Data entries
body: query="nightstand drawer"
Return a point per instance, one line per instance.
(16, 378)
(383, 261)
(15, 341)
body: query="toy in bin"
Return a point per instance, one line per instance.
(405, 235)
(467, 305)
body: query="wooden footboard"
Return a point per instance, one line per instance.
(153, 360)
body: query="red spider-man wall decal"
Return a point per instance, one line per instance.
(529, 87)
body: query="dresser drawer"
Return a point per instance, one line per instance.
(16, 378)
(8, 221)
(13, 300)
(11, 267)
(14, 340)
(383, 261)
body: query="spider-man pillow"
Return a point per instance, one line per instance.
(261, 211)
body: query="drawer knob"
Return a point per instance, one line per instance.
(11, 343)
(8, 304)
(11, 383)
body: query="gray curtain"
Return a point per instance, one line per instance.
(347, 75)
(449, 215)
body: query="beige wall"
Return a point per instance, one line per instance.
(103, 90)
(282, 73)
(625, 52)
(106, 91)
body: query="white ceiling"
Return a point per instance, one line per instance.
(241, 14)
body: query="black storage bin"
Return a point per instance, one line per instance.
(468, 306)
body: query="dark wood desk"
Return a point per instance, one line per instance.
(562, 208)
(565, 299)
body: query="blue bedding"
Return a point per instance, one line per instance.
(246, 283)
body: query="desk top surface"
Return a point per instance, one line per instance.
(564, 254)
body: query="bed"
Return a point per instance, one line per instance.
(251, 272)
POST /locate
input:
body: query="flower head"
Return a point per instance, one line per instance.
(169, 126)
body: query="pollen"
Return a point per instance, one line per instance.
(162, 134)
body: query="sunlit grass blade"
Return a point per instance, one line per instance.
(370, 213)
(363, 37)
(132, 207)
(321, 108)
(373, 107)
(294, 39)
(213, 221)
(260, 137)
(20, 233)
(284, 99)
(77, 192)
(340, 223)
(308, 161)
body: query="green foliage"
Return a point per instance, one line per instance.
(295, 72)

EXERCISE BRIEF ▸
The output should match the records above exactly, line for line.

SOLUTION BELOW ▸
body: query="nightstand drawer"
Return a point per instance, one line per instance.
(16, 378)
(383, 261)
(15, 341)
body: query="toy in bin"
Return a point per instance, one line per instance.
(405, 235)
(467, 305)
body: query="wooden footboard"
Return a point per instance, one line per instance.
(153, 360)
body: query="red spider-man wall decal"
Return a point per instance, one line per instance.
(529, 87)
body: query="dresser drawer"
Return a point per instance, one line per instance.
(16, 378)
(8, 221)
(13, 300)
(11, 267)
(14, 340)
(383, 261)
body: query="spider-man pillow"
Return a point per instance, one line per instance.
(261, 211)
body: query="drawer knob"
Return a point per instance, one line per instance.
(11, 343)
(8, 304)
(11, 383)
body: query="gray curtain"
Return a point per instance, one line per instance.
(347, 75)
(449, 215)
body: query="beige wall"
Return a point per instance, one line per instance.
(103, 90)
(282, 73)
(625, 52)
(106, 91)
body: query="white ceiling"
Return a point per instance, one line per instance.
(241, 14)
body: query="black storage bin"
Return a point per instance, one line per instance.
(468, 306)
body: query="dark wood desk"
Return a point per instance, one line per instance.
(562, 208)
(565, 299)
body: query="blue bedding"
Return a point per instance, one line per instance.
(246, 283)
body: query="desk top surface"
Return a point per instance, one line per instance.
(564, 254)
body: query="bed"
Return a point per instance, one line per instance.
(251, 272)
POST /locate
input:
body: query="flower head"
Return a point per instance, one line per instance.
(169, 126)
body: query="pollen"
Return a point per instance, one line per instance.
(162, 134)
body: query="sunlit grass blade"
Return a point per instance, one line per instance.
(370, 213)
(363, 37)
(132, 207)
(321, 108)
(373, 107)
(294, 39)
(213, 221)
(260, 137)
(20, 233)
(284, 99)
(77, 192)
(340, 223)
(308, 161)
body: query="green foliage"
Return a point per instance, one line per instance.
(295, 72)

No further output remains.